| Short problem |
Please update the Twitter crawling guide between "2. Click 'Network'" and "starts with 'timeline?'.", inclusive, changing "real link" to "actual link" throughout.

** start Excerpt provided **

# How to crawl data from Twitter without using Twitter API
* Connect to the link
* Parser html
* Store data

In [1]:
import requests
from bs4 import BeautifulSoup
import pandas as pd

In [8]:
company_list = ['microsoft','apple']
startID_list = ['869627961883803648','864110182892261379']

** Connect to the link **
1. Use Developer Tools (right click of 'Inspect' in Chrome). 
2. Click 'Network' to find the real link which includes the information you need. Usually it is different from the website in your browser. In this case, the real link starts with 'timeline?'.
3. Click 'Headers' to find 'Request Headers' and 'Query String Paramters', which will be needed when you set header and param.
4. Copy all the information in 'Request Headers' to header={}, except 'cookie'. Note that 'user-agent' is the most import element in this method. 
5. Copy all the information in 'Query String Paramters' to param{}.
6. Set response.


In [3]:
# First test with neurodiversity microsoft since:2015-04-30 until:2017-04-30
# https://twitter.com/search?l=en&q=neurodiversity%20microsoft%20%20since%3A2015-01-01%20until%3A2017-05-31&src=typd&lang=en
def connectTwitter(company,endID,startID):
    url = 'http://twitter.com/search'
    param = {
        'vertical':'default',
        'q':'since:2015-01-01 until:2017-05-31 neurodiversity '+company,# since:2015-01-01 until:2017-05-31
        'l':'en',
        'src':'typd',
        'include_available_features':'1',
        'include_entities':'1',
        'lang':'en',
        'max_position':'TWEET-'+endID+'-'+startID+'-BD1UO2FFu9QAAAAAAAAETAAAAAcAAAASAAAAAAAAAAAAAAAAAAAAAAAAAAAAAAAAAAAAAAAAAAAAAAAAAAAAAAAAAAAAAAAAAAAAAAAAAAAAAAAAAAAAAAAAAAAAAAAAAAAAAAAAAAAAAAAAAAAAAAAAAAAAAAAAAAAAAAAAAAAAAAAAAAAAAAAAAAAAAAAAAAAAAAAAAAAAAAAAAAAAAAAAAAAAAAAA',
        'reset_error_state':'false'
    } # TWEET-857-857 means starting with the first page.
    header = {
        'accept':'application/json, text/javascript, */*; q=0.01',
        'accept-encoding':'gzip, deflate, sdch, br',
        'accept-language':'en,zh-CN;q=0.8,zh;q=0.6,en-US;q=0.4',
        'dnt':'1',
        'referer':'https://twitter.com/search?l=&q=&src=typd&vertical=&max_position=&',# Remove the information that
                                                                                       # param has included.
        'user-agent':'Mozilla/5.0 (Macintosh; Intel Mac OS X 10_12_5) AppleWebKit/537.36 (KHTML, like Gecko) Chrome/58.0.3029.110 Safari/537.36',
        'x-requested-with':'XMLHttpRequest',
        'x-twitter-active-user':'yes'
    }
    response = requests.get(url,params=param, headers=header)

** end Excerpt provided **
** start Supplied data **

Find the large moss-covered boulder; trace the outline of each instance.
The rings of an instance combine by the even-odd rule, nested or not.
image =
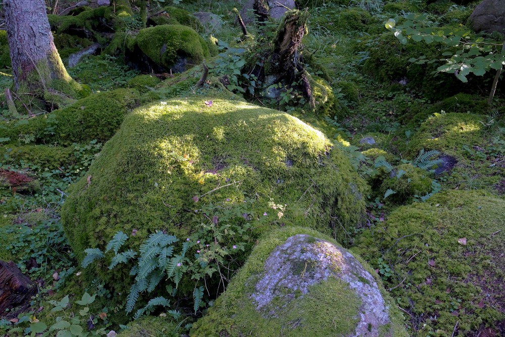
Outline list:
[[[181,25],[141,29],[135,42],[147,57],[167,71],[183,72],[187,70],[187,64],[198,64],[210,55],[203,38],[194,29]]]
[[[362,221],[366,183],[322,132],[223,92],[127,116],[89,170],[90,183],[71,187],[62,210],[78,258],[120,230],[135,230],[126,245],[136,247],[157,230],[188,237],[214,216],[251,226],[253,236],[294,223],[341,237]]]
[[[366,263],[314,231],[260,239],[191,335],[407,336]]]
[[[413,335],[474,335],[505,318],[504,214],[502,199],[451,190],[402,206],[365,232],[358,251],[393,271],[384,278],[415,321]]]

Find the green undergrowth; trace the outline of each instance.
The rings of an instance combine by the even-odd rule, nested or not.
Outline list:
[[[287,227],[267,233],[260,239],[245,264],[214,307],[193,325],[191,335],[234,336],[254,333],[265,336],[280,333],[286,336],[315,334],[343,336],[354,332],[355,317],[361,301],[346,284],[335,278],[312,285],[308,294],[288,301],[274,317],[255,308],[250,297],[255,291],[255,282],[265,272],[266,260],[276,247],[298,234],[307,234],[334,243],[318,232],[297,227]],[[375,274],[366,262],[361,261],[372,275]],[[387,302],[391,301],[383,290],[382,292]],[[389,310],[392,323],[386,331],[381,331],[380,335],[391,335],[388,334],[391,332],[395,336],[407,335],[397,309],[393,305]],[[293,322],[298,324],[294,324]],[[288,326],[290,327],[285,327]]]
[[[138,92],[131,89],[94,94],[47,115],[1,122],[0,137],[13,145],[107,140],[138,102]]]
[[[365,232],[357,251],[390,267],[383,278],[413,333],[466,335],[503,319],[504,211],[502,199],[482,191],[441,193],[394,210]]]
[[[133,231],[127,245],[136,249],[157,230],[189,237],[206,216],[250,226],[253,237],[295,223],[341,238],[341,226],[361,221],[366,184],[322,133],[229,91],[201,90],[129,115],[89,171],[91,183],[69,192],[62,219],[79,260],[118,230]]]

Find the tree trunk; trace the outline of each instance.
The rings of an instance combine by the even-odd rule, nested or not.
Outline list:
[[[60,101],[62,94],[76,96],[81,87],[55,46],[44,0],[5,0],[4,6],[15,91],[35,93],[46,101]]]

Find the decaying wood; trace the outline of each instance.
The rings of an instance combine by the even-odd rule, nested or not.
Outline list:
[[[0,261],[0,317],[10,309],[30,300],[37,288],[16,264]]]

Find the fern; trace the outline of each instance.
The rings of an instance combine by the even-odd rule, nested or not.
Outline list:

** end Supplied data **

| Reply to the task |
2. Click 'Network' to find the actual link which includes the information you need. Usually it is different from the website in your browser. In this case, the actual link starts with 'timeline?'.